++++ Data excerpts ++++

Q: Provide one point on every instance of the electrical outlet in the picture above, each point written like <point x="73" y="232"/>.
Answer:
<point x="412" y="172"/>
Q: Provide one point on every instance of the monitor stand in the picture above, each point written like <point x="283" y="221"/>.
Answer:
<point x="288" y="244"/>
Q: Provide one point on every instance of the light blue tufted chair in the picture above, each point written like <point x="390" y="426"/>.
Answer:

++++

- **Exercise objective**
Please find all lines of the entries that hold the string "each" and copy them.

- **Exercise output**
Q: Provide one point on every instance of the electrical outlet in the picture above, each point written like <point x="73" y="232"/>.
Q: Provide one point on every instance of the monitor stand in the picture above, each point written like <point x="283" y="221"/>.
Q: Provide one point on every instance of the light blue tufted chair in the picture above, each point written like <point x="390" y="426"/>.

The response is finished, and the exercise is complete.